:: PASSAGE SHOWN ::

───

A new office emerges and the speculations begin. Someone powerful has fallen, some pundits say. Someone influential has lost favour, others conclude. Someone once central has now become peripheral, the theorists insist.
That interpretation may satisfy the appetites of current affairs gossip. It rarely explains how serious governments actually function.
Here is something that must be said: President Bola Tinubu governs a country facing one of the most layered security environments on earth. Terrorism mutating across regions. Banditry evolving like a resistant strain. Kidnapping acquiring industrial-level characteristics.
Moreover, cyber threats now travel faster than conventional intelligence systems. Separatist agitations intersect with organised crime. Regional instability leaks across borders with alarming ease.
It is, in several ways, a war. And in war, a Commander-in-Chief faces a choice.
He can insist that every battlefield report, every tactical update, and every operational plan flow through a single desk. Over time, that desk becomes a bottleneck. Information piles up. Decisions slow down. The enemy studies delay and exploits it with ruthless efficiency.
Or he can create sector commands. Distinct theatres of coordination. Trusted centres of specialised oversight operating within a unified command structure.
President Tinubu has made his choice. It is the choice of a Commander-in-Chief confronting a layered battlefield rather than managing a press narrative.
That is the proper context to understand the appointment of Major General Adeyinka Famadewa (retd) as Special Adviser on Homeland Security.
The easy and admittedly more salacious interpretation says this weakens the office of the National Security Adviser, Mallam Nuhu Ribadu.
The sober but intelligent interpretation says the Presidency is building a broader and more agile security architecture to better address the nation’s security challenges.
There is an important difference between the two.

───

:: SOURCE DATA ::
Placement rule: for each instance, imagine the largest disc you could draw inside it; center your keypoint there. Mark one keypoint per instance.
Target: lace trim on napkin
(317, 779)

───

:: PROBLEM REQUIREMENTS ::
Print the part of the commentary on the homeland security appointment between "That interpretation may" and "acquiring industrial-level characteristics.", inclusive, without changing it.

:: FINISHED TASK ::
That interpretation may satisfy the appetites of current affairs gossip. It rarely explains how serious governments actually function.
Here is something that must be said: President Bola Tinubu governs a country facing one of the most layered security environments on earth. Terrorism mutating across regions. Banditry evolving like a resistant strain. Kidnapping acquiring industrial-level characteristics.